[[ Excerpt, beginning ]]
Mean hospital stay was 3–5 days. This is in contrast to the mean hospital stay of about 10 days in Open ILND.[16],[29] Singh et al.[18] reported mean hospital stay of 4 days in ILND group and 3 days on VEIL group (P = 0.008). Thus, VEIL offers quick recovery and earlier discharge from the hospital. This trend is also seen with mean duration of drain kept.

Similar to the open ILND, the complications encountered in minimal invasive surgery are wound infection including cellulitis, lymphocele requiring repeated aspirations, early and delayed lymphedema, and skin necrosis ranging from edge necrosis to flap necrosis. The incidence of the complications in VEIL differs widely between various studies [Table 2]. It can be as low as 10%[28] and as high as 78.4%.[18] Large variability between the complications in different studies could be partly due to the difference in reporting criteria used.{Table 2}

Wound infection and skin necrosis are rarely encountered in VEIL when compared to open surgery.[16],[23],[28] The incidence of lymphocele and lymphedema were similar in both the groups.[16],[18],[23] Complications reported with VEIL, were few in number and of less severity requiring conservative management.[18] More severe complications particularly wound infection and cellulitis were reported in groin node-positive patients.[18],[25],[29] In multivariate analysis of risk factors, nodal stage and open ILND had a significant association with complications after lymphadenectomy.[16]

Oncological outcomes

Lymph node yield and recurrence rates are the indicators for assessing the oncologic adequacy. Lymph node yield in VEIL varies from 5 to 16. Lymph node yield did not differ between the node-positive and node-negative patients.[25] Higher lymph node yield with VEIL was reported in the prospective study which compared open ILND and VEIL (7.11 vs. 9.36, P = 0.013).[36] In other studies, lymph node yield is comparable between VEIL and open surgery [Table 3]. The only study which directly compared VEIL (n = 7) and R-VEIL (n = 27) showed no difference in lymph node yield.[27] In node-negative patients, the open approach uses either DSNB or modified ILND but in the VEIL approach, a complete ILND is performed. Hence the lymph node yield may not be comparable.{Table 3}

There is a paucity of data on the long-term outcome after VEIL. Meneses et al.[30] followed up 11 patients for a mean period of 28 months and 2 patients had recurrence. Carlos et al.[25] reported cancer-specific mortality of 5% at 35.3 months of follow-up in node-negative patients and 7% at 17.3 months follow-up in node-positive patients. Singh et al.[18] had the longest follow-up of 41 months for 51 patients after VEIL and 100 patients of open ILND, with no recurrence during the period. In the study by Yu et al., 2 out of 9 patients (18%) developed pelvic and abdominal metastasis, compared to 4 out of 10 patients in open ILND (P = 0.536). All the patients with recurrence had advanced pathological node status.[23]

With similar lymph node yield and recurrence rates, VEIL can be considered non inferior to open ILND. The efficacy of VEIL in high volume disease is not answered with current literature. VEIL has a shorter recovery period which enables early institution of adjuvant treatment in deserving patients with possible improvement of outcome.[39] All the papers reviewed here were of retrospective nature, carrying its inherent limitation in uniformity of case selection and reporting. Prospective large volume studies with long-term follow-up are required to fill the existing lacunae in evidence.
[[ Excerpt, end ]]
Action item A: List the complications that the excerpt on VEIL says minimally invasive surgery shares with open ILND.
Action item B: According to the excerpt on VEIL, what is the range of lymph node yield in VEIL?
Action item C: From the excerpt on VEIL, extract the passage that starts at the words "Mean hospital stay was" and ends after "of drain kept.".
The collection entries have nothing to do with the excerpt on VEIL.
[[ Source data, beginning ]]
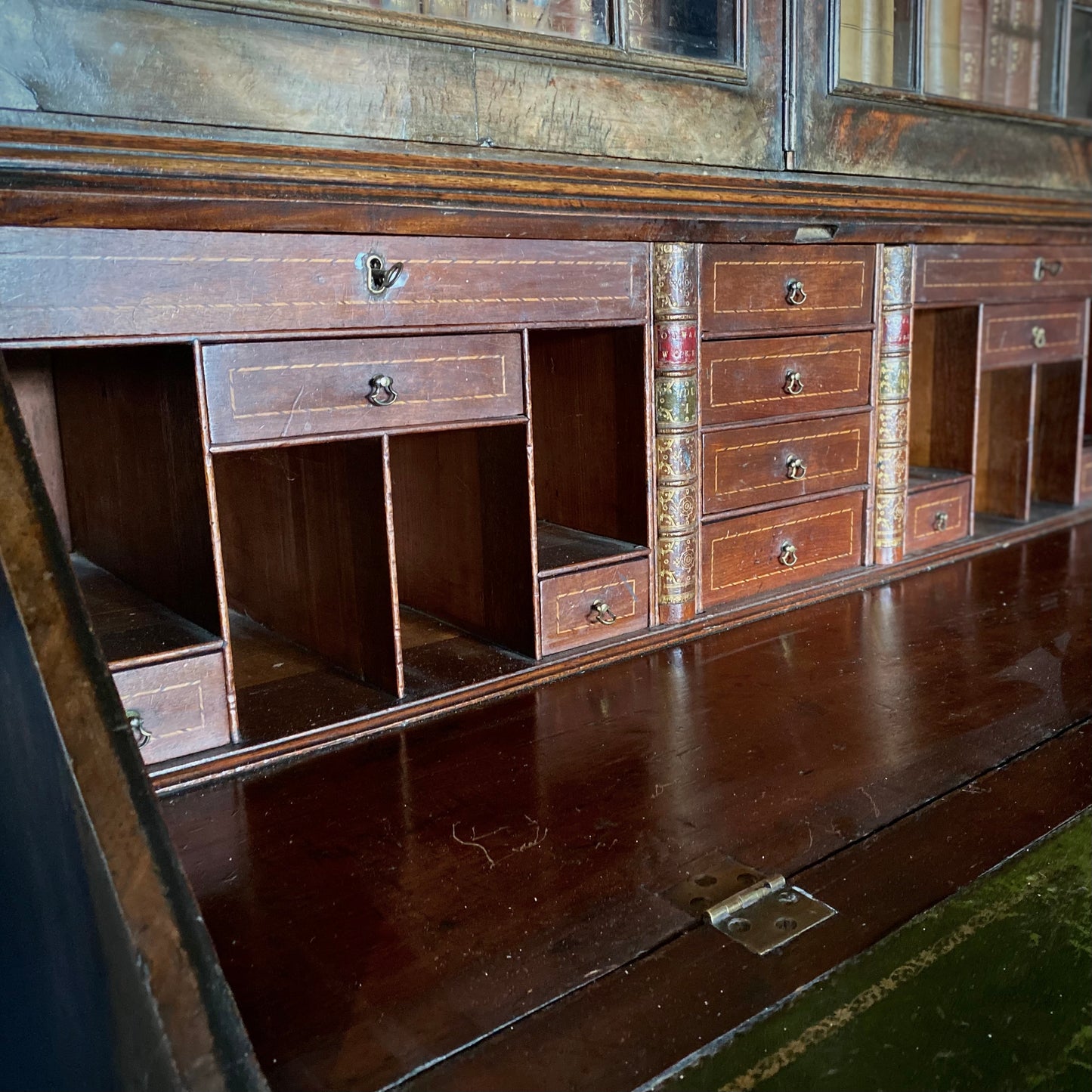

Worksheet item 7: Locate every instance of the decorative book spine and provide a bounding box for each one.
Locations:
[652,243,698,623]
[876,247,914,565]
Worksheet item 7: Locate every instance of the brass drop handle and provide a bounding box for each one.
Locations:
[356,255,403,296]
[587,599,618,626]
[125,709,152,747]
[785,456,808,481]
[1031,258,1062,280]
[365,376,398,407]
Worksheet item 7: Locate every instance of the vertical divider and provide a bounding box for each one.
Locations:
[193,339,240,744]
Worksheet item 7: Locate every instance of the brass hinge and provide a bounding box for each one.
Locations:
[664,857,835,955]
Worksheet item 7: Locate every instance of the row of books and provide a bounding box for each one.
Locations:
[925,0,1056,110]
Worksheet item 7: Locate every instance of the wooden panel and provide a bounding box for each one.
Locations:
[213,439,401,694]
[701,246,876,336]
[0,349,72,549]
[701,493,864,607]
[1032,360,1084,505]
[979,300,1087,368]
[974,368,1035,520]
[914,243,1092,304]
[910,307,979,474]
[701,333,873,425]
[906,478,971,552]
[0,227,648,339]
[203,334,523,444]
[540,557,648,654]
[52,345,221,636]
[113,652,230,763]
[391,425,535,655]
[702,413,871,515]
[530,326,650,546]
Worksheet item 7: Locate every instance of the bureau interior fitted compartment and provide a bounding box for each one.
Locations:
[5,345,230,763]
[528,326,652,654]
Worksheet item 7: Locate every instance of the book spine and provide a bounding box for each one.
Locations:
[959,0,985,101]
[652,243,699,623]
[874,247,914,565]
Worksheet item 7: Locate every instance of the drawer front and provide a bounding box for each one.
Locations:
[0,227,648,339]
[982,300,1087,368]
[701,333,873,425]
[906,481,971,552]
[202,334,524,444]
[538,557,648,654]
[701,246,876,336]
[701,493,865,608]
[914,246,1092,304]
[113,652,230,763]
[702,413,871,515]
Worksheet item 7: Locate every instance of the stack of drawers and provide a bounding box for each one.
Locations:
[699,246,876,608]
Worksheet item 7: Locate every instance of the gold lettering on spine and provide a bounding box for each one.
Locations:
[876,247,914,565]
[652,243,700,623]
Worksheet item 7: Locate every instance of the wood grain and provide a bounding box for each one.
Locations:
[701,333,873,425]
[702,413,871,515]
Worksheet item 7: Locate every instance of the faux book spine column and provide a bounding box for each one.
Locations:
[876,247,914,565]
[652,243,698,623]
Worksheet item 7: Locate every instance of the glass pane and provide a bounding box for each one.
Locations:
[923,0,1062,110]
[1066,5,1092,118]
[373,0,611,45]
[626,0,739,64]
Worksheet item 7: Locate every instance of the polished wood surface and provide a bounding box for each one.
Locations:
[700,333,873,425]
[702,413,871,515]
[701,491,864,608]
[202,334,523,446]
[0,227,648,341]
[162,525,1092,1089]
[914,243,1092,304]
[979,299,1087,368]
[701,246,876,336]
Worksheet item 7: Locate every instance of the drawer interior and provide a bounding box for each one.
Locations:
[5,345,223,667]
[528,326,652,574]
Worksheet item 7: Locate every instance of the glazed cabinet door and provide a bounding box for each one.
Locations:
[788,0,1092,192]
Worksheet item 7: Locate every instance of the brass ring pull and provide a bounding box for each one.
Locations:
[356,255,403,296]
[785,456,808,481]
[587,599,618,626]
[365,376,398,407]
[1031,258,1062,280]
[125,709,152,747]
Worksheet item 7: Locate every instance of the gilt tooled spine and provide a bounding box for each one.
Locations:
[652,243,699,623]
[874,247,914,565]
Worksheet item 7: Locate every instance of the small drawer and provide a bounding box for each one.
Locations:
[905,478,971,554]
[202,334,524,444]
[701,246,876,336]
[981,300,1087,370]
[113,652,230,763]
[914,246,1092,304]
[0,227,648,339]
[702,413,871,515]
[538,557,648,654]
[701,332,873,425]
[701,493,865,608]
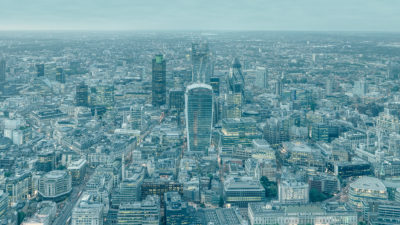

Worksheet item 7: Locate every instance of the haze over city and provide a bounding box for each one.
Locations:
[0,0,400,225]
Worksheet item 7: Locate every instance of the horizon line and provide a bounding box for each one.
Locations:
[0,28,400,33]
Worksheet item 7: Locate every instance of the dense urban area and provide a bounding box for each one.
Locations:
[0,31,400,225]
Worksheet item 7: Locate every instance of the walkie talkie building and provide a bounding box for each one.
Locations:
[185,83,213,152]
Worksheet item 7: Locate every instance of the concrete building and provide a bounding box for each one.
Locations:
[38,170,72,201]
[278,180,309,204]
[117,196,161,225]
[71,193,103,225]
[224,177,265,208]
[349,177,388,211]
[185,83,213,153]
[248,202,358,225]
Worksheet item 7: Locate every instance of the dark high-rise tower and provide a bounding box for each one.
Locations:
[151,55,167,106]
[210,77,220,96]
[75,82,89,107]
[225,58,244,118]
[228,58,244,93]
[36,64,44,77]
[185,83,213,152]
[0,59,6,83]
[192,43,214,84]
[56,68,65,84]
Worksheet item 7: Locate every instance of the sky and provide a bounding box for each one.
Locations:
[0,0,400,32]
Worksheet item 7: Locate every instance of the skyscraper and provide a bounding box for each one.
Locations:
[225,58,244,118]
[36,64,44,77]
[185,83,213,152]
[56,67,65,84]
[210,77,220,96]
[0,59,6,83]
[169,88,185,112]
[151,55,167,106]
[75,82,89,107]
[192,43,214,84]
[130,105,143,130]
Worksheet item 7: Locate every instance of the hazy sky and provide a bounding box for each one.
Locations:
[0,0,400,32]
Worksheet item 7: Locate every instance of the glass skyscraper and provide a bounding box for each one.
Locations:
[151,55,167,106]
[185,83,213,152]
[192,43,214,84]
[0,59,6,83]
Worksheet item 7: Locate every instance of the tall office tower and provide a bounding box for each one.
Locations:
[185,83,213,152]
[273,79,283,96]
[387,62,400,80]
[90,85,114,109]
[151,55,167,106]
[353,79,368,97]
[164,192,189,225]
[191,43,214,84]
[56,67,65,84]
[130,105,143,130]
[169,88,185,112]
[0,59,6,83]
[210,77,220,96]
[225,58,244,118]
[36,64,44,77]
[75,82,89,107]
[71,192,104,225]
[0,190,8,219]
[255,67,268,88]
[[ Source data, end ]]
Output A:
- Wound infection, including cellulitis
- Lymphocele requiring repeated aspirations
- Early and delayed lymphedema
- Skin necrosis, ranging from edge necrosis to flap necrosis

Output B: From 5 to 16.

Output C:
Mean hospital stay was 3–5 days. This is in contrast to the mean hospital stay of about 10 days in Open ILND.[16],[29] Singh et al.[18] reported mean hospital stay of 4 days in ILND group and 3 days on VEIL group (P = 0.008). Thus, VEIL offers quick recovery and earlier discharge from the hospital. This trend is also seen with mean duration of drain kept.